**Text:**

___

Driving the news: The U.S. Energy Information Administration yesterday offered its latest downward revision of its domestic crude oil production forecast.
- The agency cut its 2020 average by 370,000 barrels to 11.26 million barrels per day, a far cry from pre-pandemic analyses, graphed out above.
- The most recent in a string of downward revisions comes largely because May's output collapse was steeper than initially thought, "indicating more extensive production curtailments than previously estimated."
Threat level: Nine more North American oil-and-gas producers and seven more oilfield services companies filed for Chapter 11 bankruptcy protection in July, per new reports from the law firm Haynes and Boone.
- "It is reasonable to expect that a substantial number of producers will continue to seek protection from creditors in bankruptcy even if oil prices recover over the next few months," the firm said.

___

Collected data entries:

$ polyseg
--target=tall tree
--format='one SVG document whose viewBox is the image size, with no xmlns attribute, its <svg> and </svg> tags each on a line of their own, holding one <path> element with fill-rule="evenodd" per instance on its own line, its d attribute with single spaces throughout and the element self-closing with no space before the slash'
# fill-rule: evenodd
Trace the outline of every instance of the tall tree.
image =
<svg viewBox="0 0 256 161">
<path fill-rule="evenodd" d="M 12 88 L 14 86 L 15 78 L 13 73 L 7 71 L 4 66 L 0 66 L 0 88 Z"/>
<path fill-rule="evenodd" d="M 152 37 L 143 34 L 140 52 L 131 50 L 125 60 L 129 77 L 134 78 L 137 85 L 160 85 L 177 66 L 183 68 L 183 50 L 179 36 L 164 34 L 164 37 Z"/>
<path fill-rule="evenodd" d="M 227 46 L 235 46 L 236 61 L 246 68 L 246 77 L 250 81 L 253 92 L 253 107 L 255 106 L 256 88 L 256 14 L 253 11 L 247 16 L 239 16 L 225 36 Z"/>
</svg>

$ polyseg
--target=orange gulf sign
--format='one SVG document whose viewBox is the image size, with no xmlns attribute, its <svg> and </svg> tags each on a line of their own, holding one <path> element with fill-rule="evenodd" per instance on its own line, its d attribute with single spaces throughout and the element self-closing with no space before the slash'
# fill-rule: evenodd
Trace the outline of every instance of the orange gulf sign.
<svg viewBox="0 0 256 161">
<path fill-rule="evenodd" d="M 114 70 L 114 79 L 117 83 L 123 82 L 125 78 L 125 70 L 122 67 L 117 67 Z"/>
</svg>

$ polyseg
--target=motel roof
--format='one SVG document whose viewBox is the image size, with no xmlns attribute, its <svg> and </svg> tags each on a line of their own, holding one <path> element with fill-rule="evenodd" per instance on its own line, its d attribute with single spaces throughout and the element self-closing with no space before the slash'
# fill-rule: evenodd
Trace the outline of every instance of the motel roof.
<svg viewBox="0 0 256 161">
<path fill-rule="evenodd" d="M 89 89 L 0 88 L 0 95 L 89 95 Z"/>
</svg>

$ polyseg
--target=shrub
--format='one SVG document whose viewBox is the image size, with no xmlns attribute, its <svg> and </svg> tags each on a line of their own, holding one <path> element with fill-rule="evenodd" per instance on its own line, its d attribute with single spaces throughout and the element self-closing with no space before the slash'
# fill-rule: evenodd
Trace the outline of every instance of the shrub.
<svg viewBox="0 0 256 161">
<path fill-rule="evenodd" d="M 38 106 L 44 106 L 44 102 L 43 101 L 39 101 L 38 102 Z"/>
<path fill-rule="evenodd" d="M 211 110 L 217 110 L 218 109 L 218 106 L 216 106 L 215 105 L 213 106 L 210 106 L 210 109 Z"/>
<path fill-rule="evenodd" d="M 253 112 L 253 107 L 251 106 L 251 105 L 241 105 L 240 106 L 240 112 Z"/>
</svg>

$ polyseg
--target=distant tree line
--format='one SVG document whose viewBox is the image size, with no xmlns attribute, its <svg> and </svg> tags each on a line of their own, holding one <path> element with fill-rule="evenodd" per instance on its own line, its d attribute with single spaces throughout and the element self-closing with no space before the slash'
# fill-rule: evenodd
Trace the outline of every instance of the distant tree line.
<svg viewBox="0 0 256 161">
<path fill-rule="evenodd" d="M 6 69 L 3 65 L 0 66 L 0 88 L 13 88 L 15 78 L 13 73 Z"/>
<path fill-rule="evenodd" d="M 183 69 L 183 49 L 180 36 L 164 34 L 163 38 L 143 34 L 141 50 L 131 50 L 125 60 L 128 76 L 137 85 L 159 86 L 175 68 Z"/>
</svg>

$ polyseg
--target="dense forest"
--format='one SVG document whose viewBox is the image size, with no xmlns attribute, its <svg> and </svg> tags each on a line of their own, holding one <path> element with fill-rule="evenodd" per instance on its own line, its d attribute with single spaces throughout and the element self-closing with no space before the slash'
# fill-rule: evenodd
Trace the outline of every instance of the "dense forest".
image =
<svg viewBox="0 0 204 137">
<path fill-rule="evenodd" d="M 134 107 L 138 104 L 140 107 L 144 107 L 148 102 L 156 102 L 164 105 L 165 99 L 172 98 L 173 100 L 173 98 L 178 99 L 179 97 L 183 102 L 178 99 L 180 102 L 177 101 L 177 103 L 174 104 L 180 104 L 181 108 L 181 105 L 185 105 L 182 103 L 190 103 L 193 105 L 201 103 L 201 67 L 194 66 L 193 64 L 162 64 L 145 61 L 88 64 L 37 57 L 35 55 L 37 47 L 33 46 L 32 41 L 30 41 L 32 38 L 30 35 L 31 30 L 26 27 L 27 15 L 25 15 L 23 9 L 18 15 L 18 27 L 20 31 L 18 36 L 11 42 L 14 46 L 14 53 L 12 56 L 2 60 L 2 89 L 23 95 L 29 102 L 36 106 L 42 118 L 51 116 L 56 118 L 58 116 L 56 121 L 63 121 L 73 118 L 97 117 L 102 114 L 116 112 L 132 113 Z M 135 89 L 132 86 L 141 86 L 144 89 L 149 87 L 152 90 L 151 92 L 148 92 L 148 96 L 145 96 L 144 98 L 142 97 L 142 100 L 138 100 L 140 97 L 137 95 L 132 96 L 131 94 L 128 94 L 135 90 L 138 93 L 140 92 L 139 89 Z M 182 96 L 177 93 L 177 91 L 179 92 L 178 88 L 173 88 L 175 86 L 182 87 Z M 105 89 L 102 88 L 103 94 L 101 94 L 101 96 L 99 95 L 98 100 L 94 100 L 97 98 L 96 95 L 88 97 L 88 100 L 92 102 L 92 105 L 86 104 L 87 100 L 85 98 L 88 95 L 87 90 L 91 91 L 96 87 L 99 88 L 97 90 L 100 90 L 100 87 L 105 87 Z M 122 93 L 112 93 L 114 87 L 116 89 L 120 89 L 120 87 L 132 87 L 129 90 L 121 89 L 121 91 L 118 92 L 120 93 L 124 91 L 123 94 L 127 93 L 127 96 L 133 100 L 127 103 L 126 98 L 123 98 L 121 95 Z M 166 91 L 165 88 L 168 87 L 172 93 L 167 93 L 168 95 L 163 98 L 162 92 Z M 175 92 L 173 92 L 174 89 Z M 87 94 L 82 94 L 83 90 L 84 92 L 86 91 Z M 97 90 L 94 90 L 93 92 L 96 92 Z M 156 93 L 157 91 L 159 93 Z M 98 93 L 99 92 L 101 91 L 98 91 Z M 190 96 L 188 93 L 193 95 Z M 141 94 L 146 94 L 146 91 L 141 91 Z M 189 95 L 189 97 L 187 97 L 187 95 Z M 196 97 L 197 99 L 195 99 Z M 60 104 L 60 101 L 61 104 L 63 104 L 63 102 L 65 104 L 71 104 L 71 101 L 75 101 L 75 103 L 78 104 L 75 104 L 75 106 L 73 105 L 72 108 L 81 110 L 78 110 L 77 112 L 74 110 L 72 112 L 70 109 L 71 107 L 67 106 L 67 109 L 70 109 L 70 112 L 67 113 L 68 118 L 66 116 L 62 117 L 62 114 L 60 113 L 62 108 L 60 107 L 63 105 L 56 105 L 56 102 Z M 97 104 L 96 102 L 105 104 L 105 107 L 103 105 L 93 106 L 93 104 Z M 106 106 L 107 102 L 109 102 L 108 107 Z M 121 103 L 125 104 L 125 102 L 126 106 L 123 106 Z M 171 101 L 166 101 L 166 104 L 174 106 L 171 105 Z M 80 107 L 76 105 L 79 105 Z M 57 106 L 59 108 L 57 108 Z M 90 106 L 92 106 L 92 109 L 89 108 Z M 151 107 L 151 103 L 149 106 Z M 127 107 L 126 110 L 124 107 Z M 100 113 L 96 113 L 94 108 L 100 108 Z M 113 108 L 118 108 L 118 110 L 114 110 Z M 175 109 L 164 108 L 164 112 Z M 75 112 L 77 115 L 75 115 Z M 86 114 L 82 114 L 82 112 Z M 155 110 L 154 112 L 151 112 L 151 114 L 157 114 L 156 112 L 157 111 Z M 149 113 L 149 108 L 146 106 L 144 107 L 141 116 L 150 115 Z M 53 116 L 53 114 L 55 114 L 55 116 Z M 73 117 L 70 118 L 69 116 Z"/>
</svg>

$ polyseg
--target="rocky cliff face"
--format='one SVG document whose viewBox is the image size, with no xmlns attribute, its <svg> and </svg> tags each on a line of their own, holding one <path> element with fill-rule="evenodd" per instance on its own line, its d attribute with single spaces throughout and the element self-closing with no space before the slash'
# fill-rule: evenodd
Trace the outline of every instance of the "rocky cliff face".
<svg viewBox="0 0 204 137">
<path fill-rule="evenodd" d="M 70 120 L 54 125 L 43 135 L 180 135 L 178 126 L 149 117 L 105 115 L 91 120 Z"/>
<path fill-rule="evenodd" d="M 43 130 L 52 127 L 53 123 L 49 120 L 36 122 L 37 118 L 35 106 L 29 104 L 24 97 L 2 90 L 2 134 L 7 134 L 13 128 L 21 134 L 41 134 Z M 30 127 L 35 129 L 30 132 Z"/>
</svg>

___

**Work instruction 1:**
Answer these questions from the article on oil production:
(a) By how much did the U.S. Energy Information Administration cut its 2020 average?
(b) What happened in May that largely explains the latest revision?
(c) How many more North American oil-and-gas producers filed for Chapter 11 bankruptcy protection in July?
**Work instruction 2:**
Extend the article on oil production with a few more sentences that pick up after its final quotation.
The records have nothing to do with this work.

**Final answer 1:**
(a) By 370,000 barrels, to 11.26 million barrels per day.
(b) May's output collapse was steeper than initially thought.
(c) Nine.

**Final answer 2:**
What's next: A return to new drilling, but activity will remain at low levels for a while. "Unless WTI oil prices move towards $50 per barrel in the next few weeks, a rig activity rebound is unlikely before the first half of 2021,” Rystad Energy analyst Artem Abramov said in a note this week.
The big picture: Bloomberg points out that companies are figuring out ways to cut well costs even further, but that creates its own dilemmas.
- "U.S. shale producers are at a crossroads as they find themselves more efficient than ever. They can keep drilling, and potentially dent oil prices, or use the money to pay down debt," it reports.